(Provided entries)
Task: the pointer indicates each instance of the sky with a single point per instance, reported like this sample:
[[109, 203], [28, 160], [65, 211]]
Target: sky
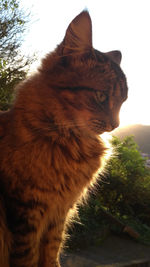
[[117, 25]]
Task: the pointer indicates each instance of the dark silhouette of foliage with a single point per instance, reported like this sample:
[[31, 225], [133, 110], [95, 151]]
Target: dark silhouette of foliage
[[13, 65]]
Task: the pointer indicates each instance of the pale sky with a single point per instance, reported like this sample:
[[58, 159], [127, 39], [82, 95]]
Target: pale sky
[[117, 24]]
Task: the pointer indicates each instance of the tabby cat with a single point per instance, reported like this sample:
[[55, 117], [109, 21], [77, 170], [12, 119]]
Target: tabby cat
[[50, 149]]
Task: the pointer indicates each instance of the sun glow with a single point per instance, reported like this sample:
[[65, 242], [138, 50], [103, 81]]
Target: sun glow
[[111, 30]]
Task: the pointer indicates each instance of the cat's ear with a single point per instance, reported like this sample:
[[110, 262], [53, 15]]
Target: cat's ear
[[78, 36], [115, 56]]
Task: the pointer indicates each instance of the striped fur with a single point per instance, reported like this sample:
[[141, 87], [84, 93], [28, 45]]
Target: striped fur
[[50, 149]]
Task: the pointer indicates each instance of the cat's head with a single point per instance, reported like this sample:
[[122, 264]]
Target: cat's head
[[90, 85]]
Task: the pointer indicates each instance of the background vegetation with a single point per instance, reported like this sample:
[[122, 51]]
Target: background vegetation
[[13, 65], [122, 201]]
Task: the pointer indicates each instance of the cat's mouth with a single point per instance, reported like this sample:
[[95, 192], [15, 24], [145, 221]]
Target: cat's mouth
[[100, 127]]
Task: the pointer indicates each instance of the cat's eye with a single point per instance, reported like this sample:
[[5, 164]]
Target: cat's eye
[[100, 96]]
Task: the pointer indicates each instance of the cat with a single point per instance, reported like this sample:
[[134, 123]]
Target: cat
[[50, 148]]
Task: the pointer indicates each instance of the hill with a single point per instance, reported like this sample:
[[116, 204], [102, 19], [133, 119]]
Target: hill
[[141, 135]]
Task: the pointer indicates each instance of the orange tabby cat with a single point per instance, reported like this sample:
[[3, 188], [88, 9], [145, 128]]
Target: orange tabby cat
[[50, 149]]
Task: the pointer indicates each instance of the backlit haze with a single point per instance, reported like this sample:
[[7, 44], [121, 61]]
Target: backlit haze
[[117, 24]]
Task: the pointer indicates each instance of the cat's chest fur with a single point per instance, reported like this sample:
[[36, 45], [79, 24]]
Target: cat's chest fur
[[63, 168]]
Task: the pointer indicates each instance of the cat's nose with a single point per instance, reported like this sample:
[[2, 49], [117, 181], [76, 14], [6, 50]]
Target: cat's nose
[[115, 124]]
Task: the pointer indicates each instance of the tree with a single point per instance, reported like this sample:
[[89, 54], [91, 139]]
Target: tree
[[125, 190], [121, 202], [12, 63]]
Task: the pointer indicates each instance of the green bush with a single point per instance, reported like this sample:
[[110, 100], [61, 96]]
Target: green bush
[[123, 191]]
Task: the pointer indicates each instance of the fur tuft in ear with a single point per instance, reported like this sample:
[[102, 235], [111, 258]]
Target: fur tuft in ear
[[79, 34], [115, 56]]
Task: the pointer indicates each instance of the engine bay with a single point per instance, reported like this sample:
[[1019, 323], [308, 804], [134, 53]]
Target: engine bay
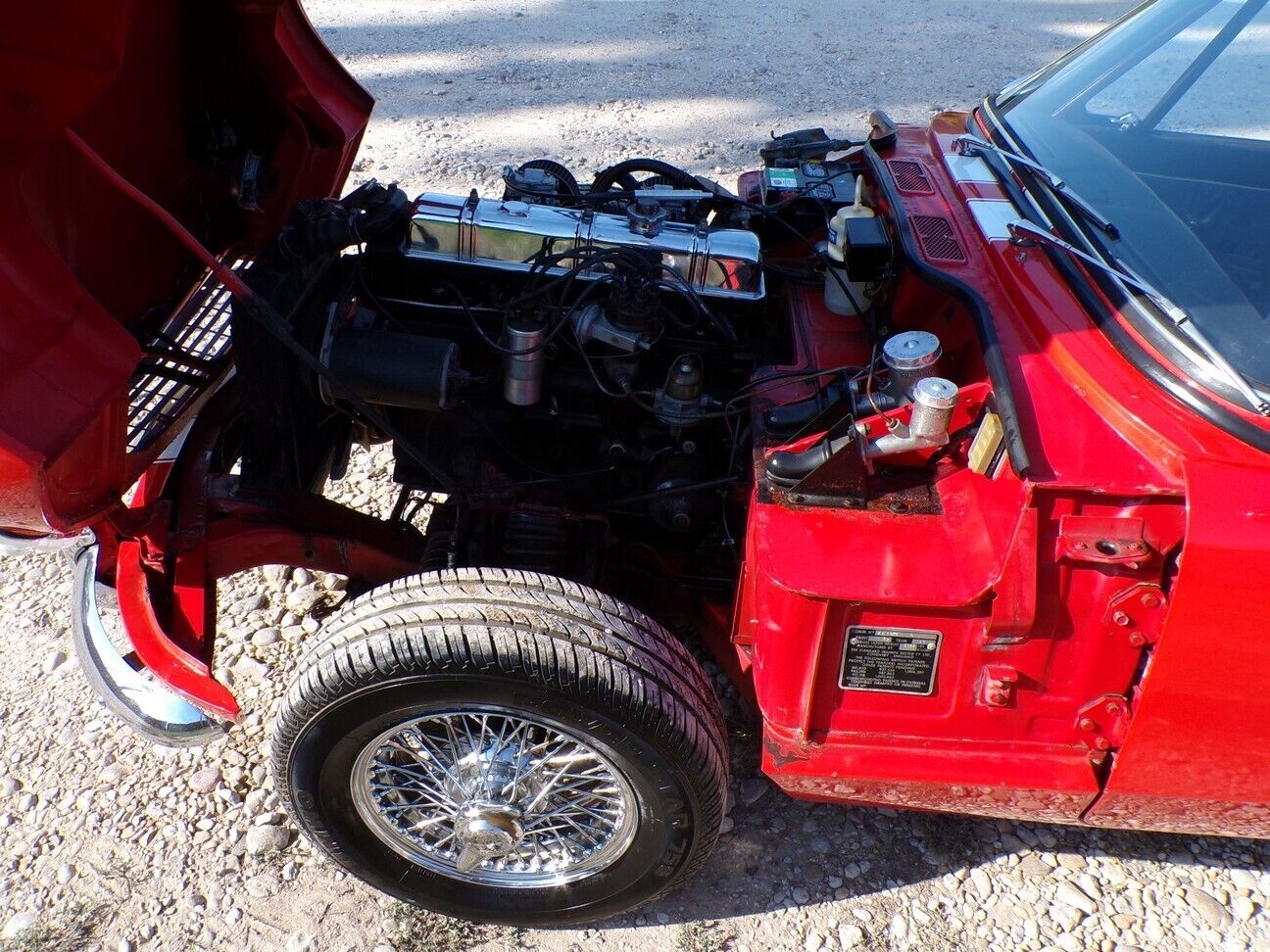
(End Provided entries)
> _What the task asks_: Give the number of lines in the records where the word "engine" shows up. Nothing else belongs in the reply.

> _Answer to the problem_: 2